▶ SOURCE DOCUMENT
It's just hilarious that she feels the need to tell us about this, then lie. It's her choice whether she wants to sacrifice a trotter to the Arby's gods, I think she greatly overestimates the extent to which anyone truly gives a shit.
His apology really baffles me. He basically said, "well, it's no surprise people think I'm a creep, I can't blame them." Wtf, grow some nuts. It's really no surprise he's a cuck.
FFS Peetz. It's always pretty entertaining when preachy, insufferable SJW's whose "activism" consist of shrieking for wokepoints on Twitter become the victims of their own ridiculous tactics.
What's that saying? I
think it's "
When you lie down with dogs... people are gonna assume you're a dog-fucker". Or something like that.
Sidenote: I haven't watched tonight's offering- but is Clotso actually still eating in the
kitchen? From the pics it looks like she's still parked there like a fat gargoyle atop her kitchen perch, blocking access to Peetz's KitKat Bars in the fridge- after he not only asked her stop doing that, but put that whole stupid dining room table together for her while she sat on her ass, "supervised" and promised to get rid of the boxes (which ofc appear to still be there).
Jesus, Peetz. No one can be
this much of a spineless pushover. I keep waiting for him to completely lose his shit on Chantal, but I'm starting to lose hope.

▶ PROBLEMS TO WORK ON
[A] Transcribe the post from "Sidenote: I haven't" down to "still be there).".
[B] List every brand or company name that appears in the post.

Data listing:
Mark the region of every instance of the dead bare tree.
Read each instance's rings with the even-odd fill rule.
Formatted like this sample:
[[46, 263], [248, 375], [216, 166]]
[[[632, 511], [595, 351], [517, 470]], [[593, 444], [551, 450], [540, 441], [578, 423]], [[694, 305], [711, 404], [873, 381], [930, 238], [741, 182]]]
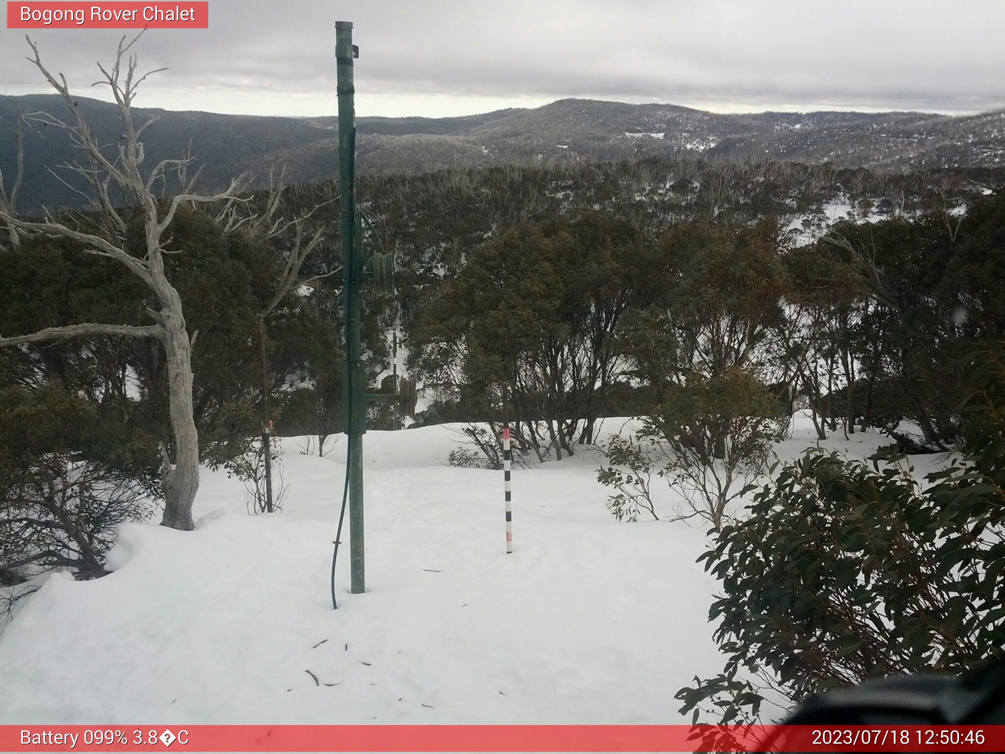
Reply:
[[[276, 175], [275, 168], [272, 168], [268, 174], [268, 195], [265, 199], [264, 207], [260, 212], [242, 211], [246, 209], [247, 205], [231, 200], [224, 203], [223, 208], [217, 215], [217, 221], [223, 225], [225, 230], [230, 231], [243, 226], [249, 232], [263, 237], [266, 241], [279, 242], [284, 246], [283, 266], [276, 279], [275, 293], [268, 304], [258, 313], [258, 367], [261, 382], [260, 452], [263, 479], [259, 480], [257, 477], [253, 481], [245, 479], [246, 484], [253, 482], [254, 489], [263, 492], [263, 496], [259, 495], [259, 498], [261, 498], [261, 502], [263, 503], [260, 508], [265, 513], [272, 513], [275, 503], [272, 497], [272, 427], [269, 423], [268, 409], [268, 350], [265, 339], [265, 320], [282, 300], [289, 295], [294, 285], [310, 286], [318, 282], [323, 277], [328, 277], [339, 271], [333, 270], [308, 278], [300, 277], [300, 269], [304, 266], [304, 262], [321, 245], [325, 237], [324, 226], [315, 229], [312, 233], [308, 229], [308, 223], [316, 211], [327, 204], [331, 204], [335, 199], [329, 199], [321, 204], [317, 204], [311, 210], [289, 220], [282, 217], [279, 213], [282, 204], [282, 195], [285, 193], [286, 188], [282, 171], [280, 170], [278, 175]], [[285, 238], [289, 237], [290, 233], [291, 240], [283, 242]], [[257, 469], [257, 466], [247, 464], [242, 467]], [[261, 490], [262, 484], [264, 485], [263, 490]]]
[[[85, 164], [74, 163], [64, 167], [72, 175], [83, 179], [89, 192], [80, 193], [86, 193], [92, 206], [99, 210], [104, 227], [91, 231], [83, 218], [76, 218], [76, 222], [72, 218], [60, 221], [47, 210], [41, 220], [22, 220], [15, 216], [12, 208], [6, 207], [0, 208], [0, 221], [26, 234], [77, 241], [84, 252], [106, 256], [122, 263], [147, 285], [155, 298], [159, 308], [147, 308], [147, 313], [155, 324], [135, 327], [84, 323], [46, 328], [30, 335], [0, 337], [0, 347], [86, 335], [156, 339], [164, 348], [167, 357], [168, 404], [173, 439], [172, 448], [169, 448], [167, 443], [163, 445], [165, 507], [161, 524], [173, 529], [191, 530], [194, 528], [192, 502], [199, 487], [199, 436], [192, 405], [192, 344], [197, 333], [189, 335], [181, 297], [165, 272], [164, 255], [179, 251], [166, 249], [171, 240], [168, 231], [179, 207], [237, 200], [246, 182], [241, 176], [231, 181], [224, 191], [216, 194], [196, 193], [194, 184], [198, 173], [191, 179], [186, 173], [186, 169], [192, 164], [191, 156], [162, 160], [146, 175], [144, 174], [142, 171], [144, 147], [141, 137], [156, 119], [148, 120], [138, 126], [133, 118], [133, 101], [139, 85], [147, 76], [157, 71], [137, 74], [136, 53], [129, 51], [139, 38], [140, 35], [137, 35], [129, 43], [126, 42], [126, 37], [120, 40], [116, 62], [111, 70], [98, 63], [103, 77], [95, 82], [95, 85], [107, 85], [111, 88], [123, 123], [118, 154], [112, 156], [106, 154], [111, 150], [104, 148], [98, 142], [77, 107], [69, 91], [66, 77], [60, 73], [57, 79], [46, 69], [39, 56], [38, 47], [28, 38], [28, 45], [34, 53], [33, 57], [28, 59], [61, 96], [71, 118], [63, 122], [48, 113], [34, 113], [26, 118], [29, 122], [60, 129], [83, 151]], [[163, 182], [172, 173], [178, 175], [181, 183], [180, 191], [170, 200], [160, 202], [154, 193], [155, 185], [158, 181]], [[126, 198], [126, 205], [138, 212], [143, 220], [145, 253], [142, 257], [127, 250], [128, 223], [124, 217], [125, 210], [122, 206], [117, 207], [114, 202], [115, 190], [122, 193]]]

▶ ANSWERS PER TASK
[A]
Sidenote: I haven't watched tonight's offering- but is Clotso actually still eating in the
kitchen? From the pics it looks like she's still parked there like a fat gargoyle atop her kitchen perch, blocking access to Peetz's KitKat Bars in the fridge- after he not only asked her stop doing that, but put that whole stupid dining room table together for her while she sat on her ass, "supervised" and promised to get rid of the boxes (which ofc appear to still be there).

[B] Arby's, Twitter, KitKat